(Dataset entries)
· · · ·
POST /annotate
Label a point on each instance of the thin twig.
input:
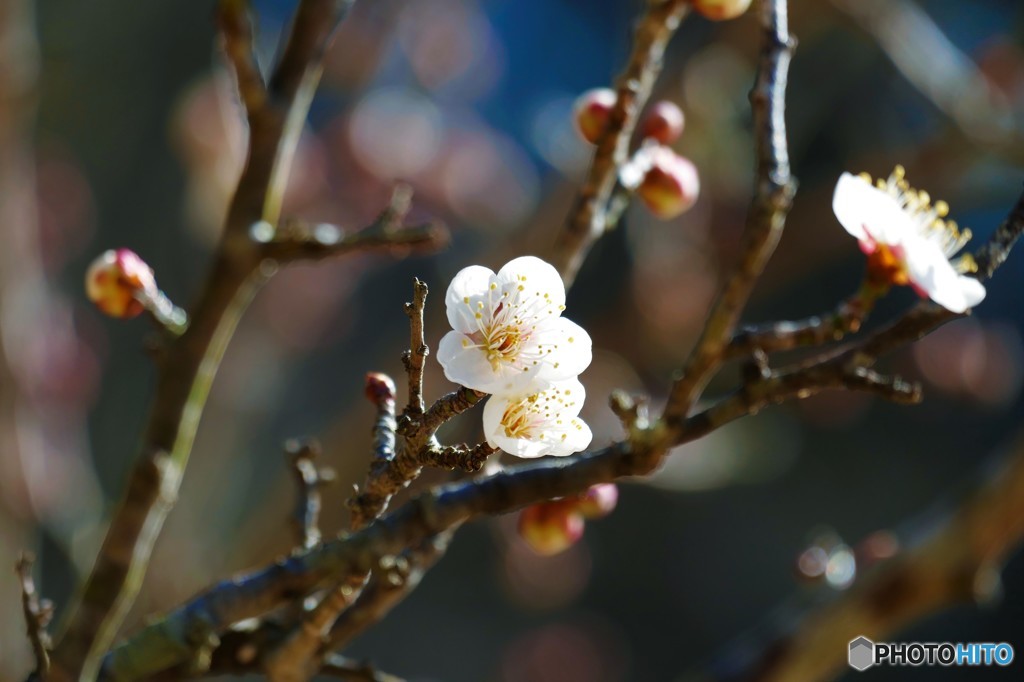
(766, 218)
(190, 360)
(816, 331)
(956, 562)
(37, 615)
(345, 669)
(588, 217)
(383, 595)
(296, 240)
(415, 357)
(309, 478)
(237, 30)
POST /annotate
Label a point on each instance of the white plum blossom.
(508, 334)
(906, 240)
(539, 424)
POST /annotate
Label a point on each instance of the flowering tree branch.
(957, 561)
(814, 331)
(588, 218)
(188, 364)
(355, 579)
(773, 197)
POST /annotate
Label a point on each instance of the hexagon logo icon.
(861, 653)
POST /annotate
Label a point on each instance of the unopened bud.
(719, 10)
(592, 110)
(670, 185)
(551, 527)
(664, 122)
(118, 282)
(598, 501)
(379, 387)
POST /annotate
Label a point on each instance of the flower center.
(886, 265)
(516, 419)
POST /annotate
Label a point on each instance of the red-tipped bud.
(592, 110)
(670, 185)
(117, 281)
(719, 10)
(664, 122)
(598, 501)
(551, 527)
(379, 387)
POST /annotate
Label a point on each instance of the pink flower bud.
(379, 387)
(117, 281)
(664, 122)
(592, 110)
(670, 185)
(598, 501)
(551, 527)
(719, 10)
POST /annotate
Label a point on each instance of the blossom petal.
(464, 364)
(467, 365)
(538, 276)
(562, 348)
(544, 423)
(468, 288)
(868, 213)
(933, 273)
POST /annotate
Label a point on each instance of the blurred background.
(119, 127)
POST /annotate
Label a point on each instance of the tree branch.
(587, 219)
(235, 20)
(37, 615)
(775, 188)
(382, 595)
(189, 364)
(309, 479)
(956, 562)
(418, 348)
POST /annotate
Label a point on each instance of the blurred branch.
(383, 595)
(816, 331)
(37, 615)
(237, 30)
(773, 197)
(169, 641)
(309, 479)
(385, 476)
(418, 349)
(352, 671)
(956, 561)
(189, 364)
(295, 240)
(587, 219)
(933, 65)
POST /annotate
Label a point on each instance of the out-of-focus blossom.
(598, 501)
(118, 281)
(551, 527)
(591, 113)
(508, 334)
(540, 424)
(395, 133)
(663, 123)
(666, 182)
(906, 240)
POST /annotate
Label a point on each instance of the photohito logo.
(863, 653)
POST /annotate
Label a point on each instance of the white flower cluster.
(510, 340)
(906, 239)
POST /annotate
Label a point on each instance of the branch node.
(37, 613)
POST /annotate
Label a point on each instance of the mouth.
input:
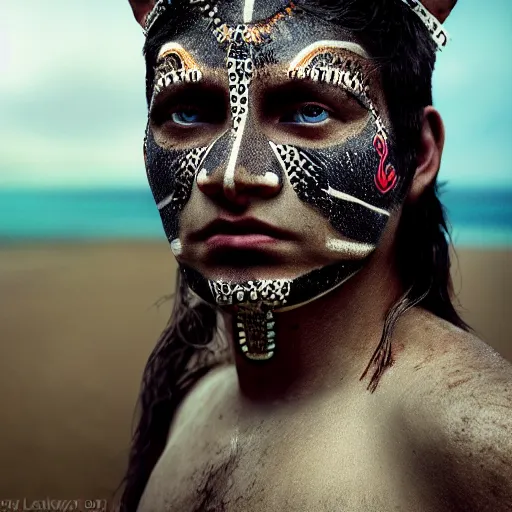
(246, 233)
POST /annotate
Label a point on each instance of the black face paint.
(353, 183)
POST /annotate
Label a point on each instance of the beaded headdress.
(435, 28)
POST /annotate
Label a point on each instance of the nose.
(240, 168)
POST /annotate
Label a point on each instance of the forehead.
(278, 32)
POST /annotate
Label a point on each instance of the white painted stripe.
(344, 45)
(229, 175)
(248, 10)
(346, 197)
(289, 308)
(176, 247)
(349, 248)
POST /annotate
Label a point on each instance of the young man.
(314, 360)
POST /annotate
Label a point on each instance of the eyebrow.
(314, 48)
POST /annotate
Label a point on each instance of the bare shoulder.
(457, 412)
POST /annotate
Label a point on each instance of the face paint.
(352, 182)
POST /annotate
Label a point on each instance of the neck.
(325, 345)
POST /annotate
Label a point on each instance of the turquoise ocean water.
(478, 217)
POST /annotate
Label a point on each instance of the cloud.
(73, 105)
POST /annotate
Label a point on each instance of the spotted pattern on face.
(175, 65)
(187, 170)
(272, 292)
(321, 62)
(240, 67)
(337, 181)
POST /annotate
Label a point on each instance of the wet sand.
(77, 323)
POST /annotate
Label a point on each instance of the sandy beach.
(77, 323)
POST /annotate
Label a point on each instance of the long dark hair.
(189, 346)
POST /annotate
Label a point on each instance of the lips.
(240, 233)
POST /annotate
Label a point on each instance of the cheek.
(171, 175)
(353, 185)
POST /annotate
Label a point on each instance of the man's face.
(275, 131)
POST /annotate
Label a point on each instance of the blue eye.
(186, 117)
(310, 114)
· · · ·
> _WHAT IS BEING ASKED_:
Restate each line of the records exactly; pictures do not belong in the copy.

> _RESPONSE AREA_:
POST /annotate
Label a point on each instance of the thin twig.
input:
(766, 218)
(190, 360)
(816, 331)
(956, 562)
(37, 615)
(345, 669)
(588, 217)
(383, 595)
(296, 240)
(415, 357)
(309, 478)
(237, 30)
POST /annotate
Label a point on each instance of the white plum blossom.
(508, 334)
(906, 240)
(539, 424)
POST /annotate
Label a point on each instance of the flowering tree branch.
(957, 561)
(814, 331)
(588, 218)
(188, 364)
(355, 579)
(773, 197)
POST /annotate
Label a point on each instance of the hexagon logo icon.
(861, 653)
POST /annotate
Label a point on each instance of the unopened bud.
(719, 10)
(592, 110)
(670, 185)
(551, 527)
(664, 122)
(118, 282)
(598, 501)
(379, 387)
POST /annotate
Label a point on each instance of the flower center.
(886, 265)
(516, 419)
POST /annotate
Label a point on each instance of the red-tipped bud.
(592, 110)
(670, 185)
(117, 281)
(719, 10)
(664, 122)
(598, 501)
(551, 527)
(379, 387)
POST /annotate
Label a point on each instance of the pink flower bud.
(379, 387)
(117, 281)
(664, 122)
(592, 110)
(670, 185)
(598, 501)
(551, 527)
(719, 10)
POST /annotate
Label a point on each instance of the blossom petal.
(464, 364)
(467, 365)
(538, 276)
(562, 348)
(544, 423)
(468, 288)
(868, 213)
(933, 273)
POST /annotate
Label a point on each instance of the blurred background.
(119, 127)
POST /annotate
Label a point on each instance of the tree branch.
(587, 219)
(235, 20)
(37, 615)
(775, 188)
(382, 595)
(189, 364)
(309, 479)
(956, 562)
(418, 348)
POST /annotate
Label a point on each instance of the blurred branch.
(383, 595)
(816, 331)
(37, 615)
(237, 30)
(773, 197)
(169, 641)
(309, 479)
(385, 476)
(418, 349)
(352, 671)
(956, 561)
(189, 364)
(295, 240)
(587, 219)
(933, 65)
POST /annotate
Label a point on each instance of the out-of-focus blossom.
(598, 501)
(118, 281)
(551, 527)
(591, 113)
(508, 334)
(540, 424)
(395, 133)
(663, 123)
(666, 182)
(906, 240)
POST /annotate
Label a point on each instance of the photohito logo.
(863, 653)
POST /annotate
Label a point on each instance of the white flower cluster.
(510, 340)
(906, 239)
POST /annotate
Label a point on each instance of the branch node.
(37, 613)
POST /annotate
Label a point on each instance of the mouth.
input:
(246, 233)
POST /annotate
Label a point on each instance of the black face paint.
(353, 183)
POST /annotate
Label a point on each instance of the beaded headdress.
(435, 28)
POST /annotate
Label a point on each instance of the nose.
(240, 168)
POST /annotate
Label a point on each instance of the forehead.
(278, 32)
POST /annotate
Label a point on each instance of the white painted stripe.
(344, 45)
(229, 175)
(248, 10)
(346, 197)
(289, 308)
(176, 247)
(349, 248)
POST /annotate
Label a point on each instance of the young man.
(314, 360)
POST /annotate
Label a point on each instance of the eyebrow.
(314, 48)
POST /annotate
Label a point on each instance of the bare shoulder.
(457, 412)
POST /annotate
Label a point on each instance of the face paint.
(352, 182)
POST /annotate
Label a point on each instance of the neck.
(325, 345)
POST /annotate
Label a point on each instance of the turquoise ocean water.
(478, 217)
POST /annotate
Label a point on each instance of the cloud.
(73, 105)
POST /annotate
Label a point on each instance of the spotted pattern on face.
(175, 65)
(187, 170)
(272, 292)
(321, 62)
(240, 67)
(337, 181)
POST /annotate
Label a point on each instance of the wet sand.
(77, 323)
POST /annotate
Label a point on each instance of the sandy beach.
(77, 323)
POST /annotate
Label a point on each instance of the long dark hair.
(189, 346)
POST /annotate
Label a point on each instance of the lips.
(240, 233)
POST /annotate
Label a point on each instance of the cheek.
(171, 175)
(353, 185)
POST /annotate
Label a point on each instance of the man's face.
(275, 131)
POST /annotate
Label a point on each instance of the blue eye.
(186, 117)
(310, 114)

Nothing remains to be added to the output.